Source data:
========

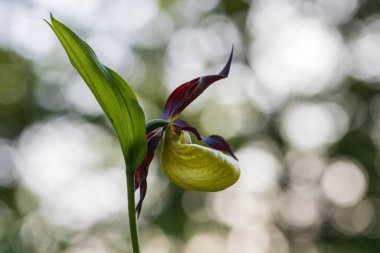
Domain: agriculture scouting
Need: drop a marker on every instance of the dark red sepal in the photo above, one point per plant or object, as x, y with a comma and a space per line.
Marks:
153, 138
186, 93
214, 141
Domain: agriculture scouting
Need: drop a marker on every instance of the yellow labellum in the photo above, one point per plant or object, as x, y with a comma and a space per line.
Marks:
194, 167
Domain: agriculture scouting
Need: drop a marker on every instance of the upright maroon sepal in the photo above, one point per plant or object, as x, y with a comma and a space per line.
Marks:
186, 93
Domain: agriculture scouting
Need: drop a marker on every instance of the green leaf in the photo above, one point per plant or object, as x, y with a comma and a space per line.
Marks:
114, 95
154, 124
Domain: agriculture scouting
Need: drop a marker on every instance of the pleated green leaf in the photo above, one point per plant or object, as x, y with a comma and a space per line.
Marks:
114, 95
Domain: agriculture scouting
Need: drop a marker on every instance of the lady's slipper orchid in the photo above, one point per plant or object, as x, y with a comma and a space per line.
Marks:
189, 166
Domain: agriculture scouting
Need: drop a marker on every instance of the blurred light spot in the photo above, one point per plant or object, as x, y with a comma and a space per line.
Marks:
81, 98
80, 11
13, 84
334, 12
206, 242
227, 121
7, 219
304, 247
157, 242
194, 206
249, 239
305, 169
292, 53
37, 234
109, 50
126, 17
249, 200
354, 220
300, 207
312, 125
375, 133
60, 159
6, 163
365, 48
157, 32
278, 242
88, 244
344, 183
29, 34
260, 169
190, 11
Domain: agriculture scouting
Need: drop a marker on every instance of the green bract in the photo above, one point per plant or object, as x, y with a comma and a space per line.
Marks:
114, 95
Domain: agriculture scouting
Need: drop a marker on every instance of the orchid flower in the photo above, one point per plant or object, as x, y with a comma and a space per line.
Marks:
187, 165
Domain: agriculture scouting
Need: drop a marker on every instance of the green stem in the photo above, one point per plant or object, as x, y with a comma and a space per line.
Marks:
132, 213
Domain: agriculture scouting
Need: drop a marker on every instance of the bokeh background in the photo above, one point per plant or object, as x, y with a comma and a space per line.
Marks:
300, 108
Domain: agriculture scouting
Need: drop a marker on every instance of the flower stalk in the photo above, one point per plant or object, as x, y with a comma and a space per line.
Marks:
132, 213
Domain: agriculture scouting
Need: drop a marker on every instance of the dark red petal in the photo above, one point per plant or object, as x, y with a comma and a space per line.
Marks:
141, 173
186, 93
214, 141
217, 142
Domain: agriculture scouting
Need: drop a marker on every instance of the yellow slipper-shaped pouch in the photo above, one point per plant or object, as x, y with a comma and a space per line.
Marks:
194, 167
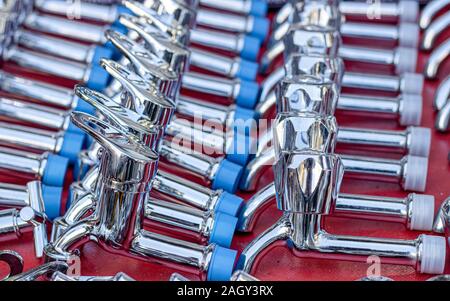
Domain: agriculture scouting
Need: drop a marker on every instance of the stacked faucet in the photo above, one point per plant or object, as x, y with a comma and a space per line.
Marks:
160, 131
308, 172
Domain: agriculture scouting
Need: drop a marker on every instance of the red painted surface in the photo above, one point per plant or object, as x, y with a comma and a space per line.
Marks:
279, 263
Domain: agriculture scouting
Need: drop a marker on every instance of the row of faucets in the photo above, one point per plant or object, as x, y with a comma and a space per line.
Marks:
127, 169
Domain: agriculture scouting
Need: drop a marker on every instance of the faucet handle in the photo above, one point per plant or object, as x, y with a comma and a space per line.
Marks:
119, 116
307, 182
327, 68
35, 273
158, 43
307, 93
123, 159
140, 96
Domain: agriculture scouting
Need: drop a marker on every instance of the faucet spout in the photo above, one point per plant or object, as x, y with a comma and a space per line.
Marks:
280, 231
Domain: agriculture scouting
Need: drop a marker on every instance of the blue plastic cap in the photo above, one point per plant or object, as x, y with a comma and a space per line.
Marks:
98, 79
227, 176
260, 28
222, 264
72, 145
229, 204
116, 52
251, 47
100, 53
223, 229
248, 94
240, 149
52, 200
259, 8
74, 129
55, 170
84, 107
247, 70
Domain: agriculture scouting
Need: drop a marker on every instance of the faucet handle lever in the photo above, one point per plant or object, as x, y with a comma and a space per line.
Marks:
37, 220
119, 116
120, 152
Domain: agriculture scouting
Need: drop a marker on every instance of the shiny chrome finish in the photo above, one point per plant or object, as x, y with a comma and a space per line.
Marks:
83, 10
442, 94
215, 141
24, 163
225, 21
180, 216
369, 168
59, 276
303, 39
406, 141
442, 219
439, 278
196, 108
171, 186
303, 232
42, 270
308, 13
48, 64
395, 58
13, 260
141, 96
44, 92
242, 276
434, 30
329, 69
66, 28
14, 220
306, 93
383, 169
215, 63
211, 85
55, 46
116, 223
386, 83
171, 52
125, 189
142, 63
408, 210
374, 106
204, 166
443, 118
436, 58
36, 114
30, 138
218, 40
235, 6
178, 277
186, 191
431, 10
122, 118
405, 11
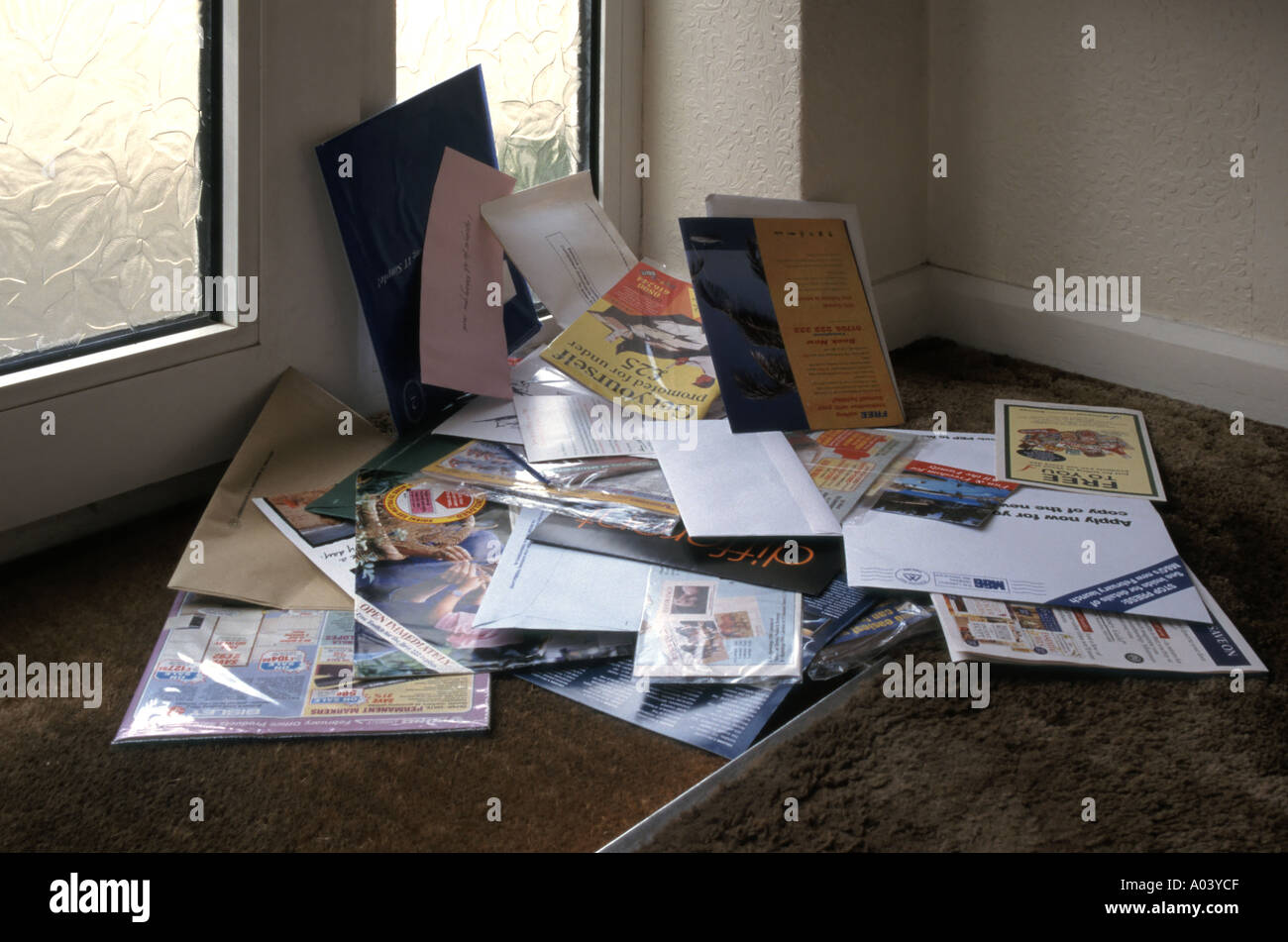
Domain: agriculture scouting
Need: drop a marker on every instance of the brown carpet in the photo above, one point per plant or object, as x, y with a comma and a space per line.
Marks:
1172, 765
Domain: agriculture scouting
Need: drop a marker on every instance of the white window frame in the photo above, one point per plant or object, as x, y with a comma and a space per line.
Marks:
299, 72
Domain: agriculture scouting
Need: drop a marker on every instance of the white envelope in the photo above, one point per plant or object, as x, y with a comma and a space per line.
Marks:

========

All the material shown above is to be copied exactly, with no pictures carried over.

■ WRITTEN ANSWER ■
Domain: agriculture scouting
Need: drop a marker on every instance of the dark red sepal in the photo above, one point per plant or object, as x, y with a comma and a space per line.
Marks:
153, 138
186, 93
214, 141
Domain: agriculture scouting
Need: drop a marker on every instance of the yellow labellum in the photo above, one point per plant or object, as x, y with a comma and a space per line.
Marks:
194, 167
Domain: agriculture scouting
Need: drop a marker on every instance of the upright maroon sepal in the photo above, one point per plant or object, as x, y with a comma and a space per line.
Marks:
186, 93
Domain: agriculture scouting
Need: drop a marker on every instance of the green leaf in the photo above, one point per plant or object, as x, y with a comma and a space per line.
Marks:
114, 95
154, 124
Domain: agriculture scouting
Need: drop a marker on every instance of the pleated green leaf in the photo above, one point per plant or object, as x, y with a comma and a space per line.
Marks:
114, 95
Domain: agriculture scouting
Need: drop a marker on every instance of the lady's slipper orchid in the photo above, one point per plant or object, as x, y with a comma and a space per line.
Marks:
189, 166
Domain: agriculture scouting
Need: drop a marker on every instance of the blurred light spot in the photo above, one point per plant or object, as x, y with a comma and a space per line.
Marks:
81, 98
80, 11
13, 84
334, 12
206, 242
227, 121
7, 219
304, 247
157, 242
194, 206
249, 239
305, 169
292, 53
37, 234
109, 50
126, 17
249, 200
354, 220
300, 207
312, 125
375, 133
60, 159
6, 163
365, 48
157, 32
278, 242
88, 244
344, 183
29, 34
260, 169
190, 11
Domain: agriculture scouting
Need: drop a marker on every instance of the green bract in the photo above, one point per plant or object, as x, y with a comma and a space per line.
Marks:
114, 95
Domain: agriculture scouting
Need: drop a marker on every instance of the orchid flower in the photo above, one point per plant or object, as x, y with a comma and a space per line.
Marks:
187, 165
Domain: agriculture scouting
Need: drop a marker on every instance of the green stem in the photo above, one point per plant or object, as x, y with a comma and a space per line.
Marks:
132, 213
Domain: agriculture scouting
Need: drop a marker on every instance of the bokeh background in the photo above, one point per plant or object, as x, y with a comma and a space per line.
Marks:
300, 108
Domain: agriculture scouting
Need: drop a marker on every instance of the flower stalk in the photo above, one point per plant or object, as x, y with a comma and a space per line.
Marks:
132, 213
Domain: agriculture scouting
Need: drop a marker on every instance of the dark red petal in the photo above, one point per plant or object, as x, y with a comma and a space per line.
Marks:
141, 173
186, 93
214, 141
217, 142
Domain: agriculture scouting
Need: drop a marker on every instance of the yellow slipper-shaped pouch in the photo above, one point per plant or object, as x, y with a comma and a space per line.
Marks:
194, 167
Domain: agriculture scouting
Need: drop a marker on every instance of the stacked faucet in the photo above, one point per plant or object, as x, y with a comma and a space per line.
Marks:
160, 131
308, 172
Domain: agriculture scouting
Need: drop a marker on every instance of the red painted surface in the photo above, one point per plant or object, as x, y with a comma and a space per line.
Marks:
279, 263
Domain: agriculture scouting
Need: drop a marker on every instance of the row of faucets in the photo above, one point per plant or object, as x, y with a comma and a space per line.
Marks:
127, 169
Domain: agriculture scouting
Need: drop a marker on every instance of the faucet handle in the photo above, one point per plant or object, as x, y with a comma and a space per line.
Marks:
119, 116
307, 182
327, 68
35, 273
158, 43
307, 93
123, 159
140, 96
Domain: agriculture scouting
Need: drop a marker on every instance of the faucet spout in the photo above, one point per plant or object, as x, y with a comma and a space per line.
Marks:
280, 231
Domain: agriculture scouting
Need: drop a marker on every instance of the blue plastic cap in the photo above, one point per plant or object, as x, y with a comma and a space per line.
Marks:
98, 79
227, 176
260, 28
222, 264
72, 145
229, 204
116, 52
251, 47
100, 53
223, 229
248, 94
240, 149
52, 200
259, 8
74, 129
55, 170
84, 107
247, 70
Domain: agriculture scouting
Need: drop a marker on every instance of the faucet handle lever in the photo above, one point per plant or object, as x, y with a comma and a space per line.
Marks:
37, 220
119, 116
120, 152
Domain: agriculture scouting
Need: drop a marker on every instance of the shiny chrome finish in the photo above, one point per plant or object, as x, y with a comma and a space per line.
Marks:
83, 10
442, 94
215, 141
24, 163
225, 21
180, 216
369, 168
59, 276
303, 39
406, 141
442, 219
439, 278
196, 108
171, 186
303, 232
42, 270
308, 13
48, 64
395, 58
13, 260
141, 96
44, 92
242, 276
434, 30
329, 69
66, 28
14, 220
306, 93
383, 169
215, 63
211, 85
55, 46
116, 223
386, 83
171, 52
125, 189
142, 63
408, 210
374, 106
204, 166
443, 118
436, 58
36, 114
30, 138
218, 40
235, 6
178, 277
186, 191
431, 10
122, 118
405, 11
Domain: agriculture scouting
Need: drop a marker on every instance of the brown carpet in the photo above, one point per plant or object, as x, y with a comma and a space per line.
Marks:
1172, 765
Domain: agriculture scouting
Need: drop a marker on every instance of the white window frame in the photo above, one point per plant or object, as x, y with a comma and a space per line.
Marks:
299, 72
Domain: agriculture scouting
Need: drop a marker on every instance of the white envelope in the photo above, one point per plant or object, as x, y with a comma and a space per line.
Marks:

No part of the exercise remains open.